THE PROBLEM: When "banner" occurs in a line of the material, copy that line.

STUDY MATERIAL:
==========

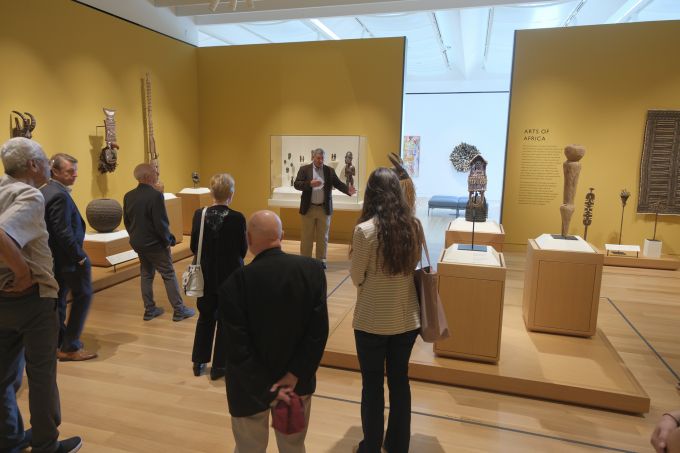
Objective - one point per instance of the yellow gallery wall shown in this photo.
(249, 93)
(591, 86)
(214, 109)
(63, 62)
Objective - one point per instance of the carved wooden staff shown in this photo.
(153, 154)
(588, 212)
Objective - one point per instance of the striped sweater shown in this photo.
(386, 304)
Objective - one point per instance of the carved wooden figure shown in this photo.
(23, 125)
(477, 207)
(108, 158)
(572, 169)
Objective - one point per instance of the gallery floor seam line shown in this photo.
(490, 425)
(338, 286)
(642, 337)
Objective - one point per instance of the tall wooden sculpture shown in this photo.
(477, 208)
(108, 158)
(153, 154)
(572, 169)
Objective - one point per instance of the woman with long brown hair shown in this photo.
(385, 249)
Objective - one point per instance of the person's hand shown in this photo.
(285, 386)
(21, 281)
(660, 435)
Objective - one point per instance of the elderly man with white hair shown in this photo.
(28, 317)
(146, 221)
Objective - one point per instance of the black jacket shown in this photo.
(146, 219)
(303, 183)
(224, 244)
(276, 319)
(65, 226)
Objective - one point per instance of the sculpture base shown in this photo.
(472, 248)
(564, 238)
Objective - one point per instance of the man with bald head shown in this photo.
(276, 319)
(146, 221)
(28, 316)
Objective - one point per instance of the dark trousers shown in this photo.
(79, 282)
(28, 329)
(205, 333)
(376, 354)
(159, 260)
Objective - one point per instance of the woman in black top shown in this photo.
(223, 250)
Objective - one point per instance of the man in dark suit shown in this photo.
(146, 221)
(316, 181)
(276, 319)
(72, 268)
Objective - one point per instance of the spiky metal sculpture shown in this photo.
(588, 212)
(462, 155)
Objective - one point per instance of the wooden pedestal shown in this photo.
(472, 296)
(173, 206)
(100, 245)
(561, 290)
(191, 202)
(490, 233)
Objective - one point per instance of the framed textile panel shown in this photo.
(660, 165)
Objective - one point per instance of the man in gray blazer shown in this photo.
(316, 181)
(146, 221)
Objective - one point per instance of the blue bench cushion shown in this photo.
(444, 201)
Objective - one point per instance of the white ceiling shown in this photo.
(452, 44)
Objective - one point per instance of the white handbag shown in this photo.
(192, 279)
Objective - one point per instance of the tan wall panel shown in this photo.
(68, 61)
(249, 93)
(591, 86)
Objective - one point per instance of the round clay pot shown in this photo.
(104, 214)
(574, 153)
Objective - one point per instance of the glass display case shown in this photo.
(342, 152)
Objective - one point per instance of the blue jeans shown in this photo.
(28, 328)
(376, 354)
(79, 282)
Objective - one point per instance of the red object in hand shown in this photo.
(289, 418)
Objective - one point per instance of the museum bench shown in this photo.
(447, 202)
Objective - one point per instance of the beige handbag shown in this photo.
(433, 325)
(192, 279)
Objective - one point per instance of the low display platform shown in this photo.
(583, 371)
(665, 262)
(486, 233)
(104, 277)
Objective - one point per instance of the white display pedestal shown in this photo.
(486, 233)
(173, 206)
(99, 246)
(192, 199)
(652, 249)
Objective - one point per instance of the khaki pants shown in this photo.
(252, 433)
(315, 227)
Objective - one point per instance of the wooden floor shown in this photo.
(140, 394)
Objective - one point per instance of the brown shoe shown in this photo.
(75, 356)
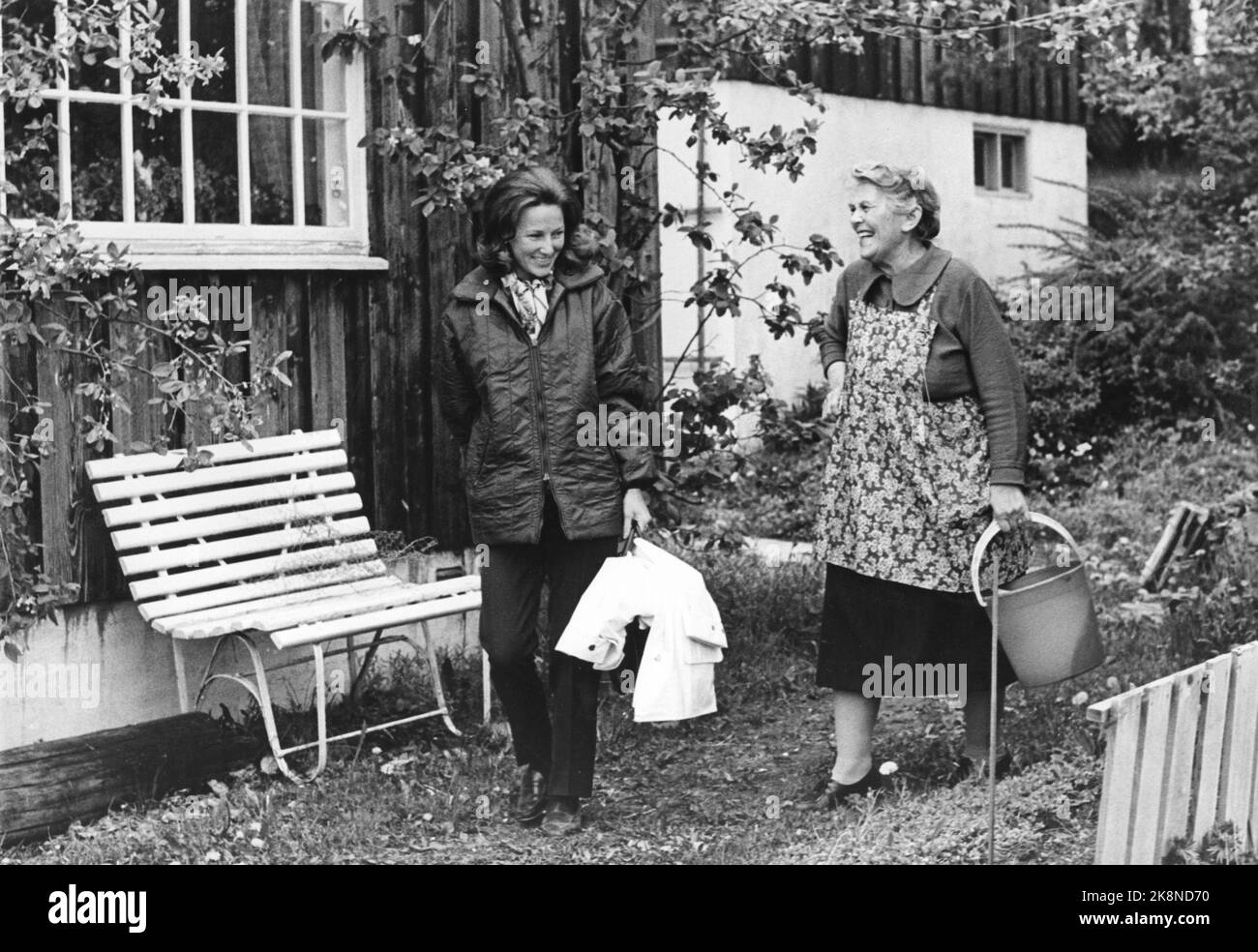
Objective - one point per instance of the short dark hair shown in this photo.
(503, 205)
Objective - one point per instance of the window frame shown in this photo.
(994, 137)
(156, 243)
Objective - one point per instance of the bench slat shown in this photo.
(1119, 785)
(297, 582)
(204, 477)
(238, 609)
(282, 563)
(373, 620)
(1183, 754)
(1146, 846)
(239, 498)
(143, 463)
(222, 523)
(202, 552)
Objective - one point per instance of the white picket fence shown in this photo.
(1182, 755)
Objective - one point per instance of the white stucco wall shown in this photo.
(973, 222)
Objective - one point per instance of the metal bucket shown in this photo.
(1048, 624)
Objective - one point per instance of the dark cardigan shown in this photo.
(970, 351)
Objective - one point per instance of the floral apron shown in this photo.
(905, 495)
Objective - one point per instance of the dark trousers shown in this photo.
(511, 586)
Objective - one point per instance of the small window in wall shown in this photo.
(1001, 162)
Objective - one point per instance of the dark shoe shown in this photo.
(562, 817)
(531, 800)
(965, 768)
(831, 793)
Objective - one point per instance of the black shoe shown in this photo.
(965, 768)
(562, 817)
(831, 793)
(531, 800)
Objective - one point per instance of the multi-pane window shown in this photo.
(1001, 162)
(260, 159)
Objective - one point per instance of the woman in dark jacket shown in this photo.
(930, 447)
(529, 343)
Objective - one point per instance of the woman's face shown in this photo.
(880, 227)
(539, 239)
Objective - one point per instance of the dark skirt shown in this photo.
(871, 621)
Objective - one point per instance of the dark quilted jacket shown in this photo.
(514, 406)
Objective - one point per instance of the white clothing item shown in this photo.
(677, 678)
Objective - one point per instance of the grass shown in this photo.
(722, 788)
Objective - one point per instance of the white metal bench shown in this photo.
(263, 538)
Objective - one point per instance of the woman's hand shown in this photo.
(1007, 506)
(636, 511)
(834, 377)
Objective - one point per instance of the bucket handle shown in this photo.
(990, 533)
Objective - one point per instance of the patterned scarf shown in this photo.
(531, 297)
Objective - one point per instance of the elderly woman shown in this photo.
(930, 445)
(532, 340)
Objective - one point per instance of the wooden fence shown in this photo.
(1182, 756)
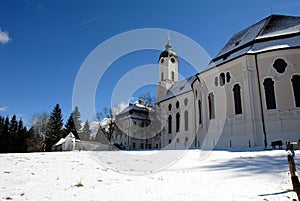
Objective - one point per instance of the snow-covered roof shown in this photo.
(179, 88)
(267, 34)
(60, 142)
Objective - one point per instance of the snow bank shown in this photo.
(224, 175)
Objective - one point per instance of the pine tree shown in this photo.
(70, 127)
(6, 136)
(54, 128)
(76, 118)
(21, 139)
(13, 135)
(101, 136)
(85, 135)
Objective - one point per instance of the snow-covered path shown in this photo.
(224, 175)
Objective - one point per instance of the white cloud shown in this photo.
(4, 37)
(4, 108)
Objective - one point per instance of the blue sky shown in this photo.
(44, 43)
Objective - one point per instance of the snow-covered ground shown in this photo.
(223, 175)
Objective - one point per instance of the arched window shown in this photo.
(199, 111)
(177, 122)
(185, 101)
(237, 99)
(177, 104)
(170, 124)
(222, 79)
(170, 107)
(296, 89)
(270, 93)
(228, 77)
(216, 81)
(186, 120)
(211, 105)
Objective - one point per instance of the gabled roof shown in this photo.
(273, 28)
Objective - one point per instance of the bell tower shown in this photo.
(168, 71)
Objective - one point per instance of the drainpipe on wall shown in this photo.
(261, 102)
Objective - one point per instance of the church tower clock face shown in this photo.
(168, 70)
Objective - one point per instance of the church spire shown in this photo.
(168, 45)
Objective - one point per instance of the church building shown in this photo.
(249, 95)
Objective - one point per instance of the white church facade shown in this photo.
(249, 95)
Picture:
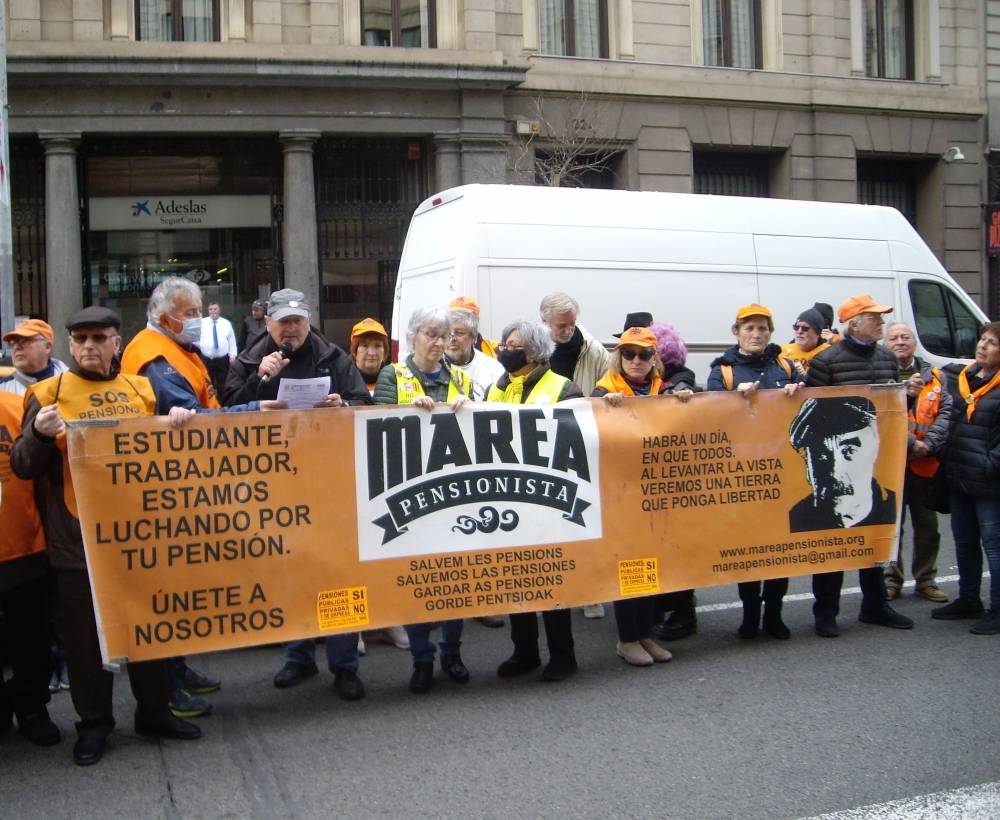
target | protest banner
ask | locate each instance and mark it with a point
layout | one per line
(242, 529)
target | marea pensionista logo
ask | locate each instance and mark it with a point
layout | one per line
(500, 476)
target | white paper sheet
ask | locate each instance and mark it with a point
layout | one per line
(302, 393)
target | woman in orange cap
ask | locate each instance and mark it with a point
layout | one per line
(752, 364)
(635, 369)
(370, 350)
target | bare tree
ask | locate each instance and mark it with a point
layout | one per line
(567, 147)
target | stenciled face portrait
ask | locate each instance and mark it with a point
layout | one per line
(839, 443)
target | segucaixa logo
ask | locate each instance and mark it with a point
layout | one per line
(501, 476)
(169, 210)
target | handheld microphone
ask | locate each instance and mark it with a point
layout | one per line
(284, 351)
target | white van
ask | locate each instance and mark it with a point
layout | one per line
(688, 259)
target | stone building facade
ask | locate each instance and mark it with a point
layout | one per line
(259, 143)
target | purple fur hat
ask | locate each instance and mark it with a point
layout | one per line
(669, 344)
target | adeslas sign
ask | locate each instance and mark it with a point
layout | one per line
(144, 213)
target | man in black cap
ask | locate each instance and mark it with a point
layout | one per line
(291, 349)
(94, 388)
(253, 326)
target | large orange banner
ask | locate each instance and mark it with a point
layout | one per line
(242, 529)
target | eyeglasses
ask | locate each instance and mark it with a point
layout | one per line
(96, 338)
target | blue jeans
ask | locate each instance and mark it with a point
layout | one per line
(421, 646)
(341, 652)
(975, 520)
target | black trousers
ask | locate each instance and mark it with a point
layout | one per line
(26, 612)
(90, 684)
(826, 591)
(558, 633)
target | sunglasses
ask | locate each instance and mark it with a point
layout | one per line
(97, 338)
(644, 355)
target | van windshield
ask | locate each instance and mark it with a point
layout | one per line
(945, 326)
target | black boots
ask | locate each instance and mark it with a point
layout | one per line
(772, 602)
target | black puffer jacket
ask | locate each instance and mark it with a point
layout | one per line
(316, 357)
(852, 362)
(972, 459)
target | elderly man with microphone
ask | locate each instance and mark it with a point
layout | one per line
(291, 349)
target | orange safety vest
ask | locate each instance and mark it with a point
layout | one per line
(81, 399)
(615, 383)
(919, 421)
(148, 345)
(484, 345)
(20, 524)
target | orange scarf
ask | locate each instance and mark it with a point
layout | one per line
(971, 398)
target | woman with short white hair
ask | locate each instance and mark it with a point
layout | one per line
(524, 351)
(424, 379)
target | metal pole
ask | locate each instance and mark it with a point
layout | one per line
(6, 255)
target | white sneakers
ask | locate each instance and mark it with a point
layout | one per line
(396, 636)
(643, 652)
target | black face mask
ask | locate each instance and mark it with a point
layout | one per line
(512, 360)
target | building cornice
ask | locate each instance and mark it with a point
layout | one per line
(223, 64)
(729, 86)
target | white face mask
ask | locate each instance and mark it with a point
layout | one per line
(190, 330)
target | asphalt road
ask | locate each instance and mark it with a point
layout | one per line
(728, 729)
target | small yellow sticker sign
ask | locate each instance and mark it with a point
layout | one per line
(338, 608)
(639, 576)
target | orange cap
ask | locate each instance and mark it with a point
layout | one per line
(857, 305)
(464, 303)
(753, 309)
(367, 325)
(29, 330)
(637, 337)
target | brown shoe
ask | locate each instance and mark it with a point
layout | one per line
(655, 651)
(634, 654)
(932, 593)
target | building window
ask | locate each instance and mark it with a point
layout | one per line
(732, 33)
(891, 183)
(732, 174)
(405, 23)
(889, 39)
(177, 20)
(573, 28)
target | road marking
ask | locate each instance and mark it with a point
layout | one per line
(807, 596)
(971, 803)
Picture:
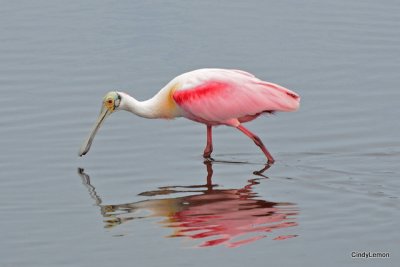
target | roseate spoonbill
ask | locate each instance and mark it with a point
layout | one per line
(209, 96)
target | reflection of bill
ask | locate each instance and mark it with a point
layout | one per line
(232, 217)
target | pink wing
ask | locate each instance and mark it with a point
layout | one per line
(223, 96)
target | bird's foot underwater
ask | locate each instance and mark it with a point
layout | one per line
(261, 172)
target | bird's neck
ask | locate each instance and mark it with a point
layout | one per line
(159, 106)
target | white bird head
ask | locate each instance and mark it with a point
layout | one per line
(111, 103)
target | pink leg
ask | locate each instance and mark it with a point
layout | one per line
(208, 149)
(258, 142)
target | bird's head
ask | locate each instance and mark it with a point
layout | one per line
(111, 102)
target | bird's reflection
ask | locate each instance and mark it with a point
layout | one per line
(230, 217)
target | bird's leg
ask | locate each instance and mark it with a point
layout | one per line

==========

RESPONSE BELOW:
target | protest banner
target | large orange banner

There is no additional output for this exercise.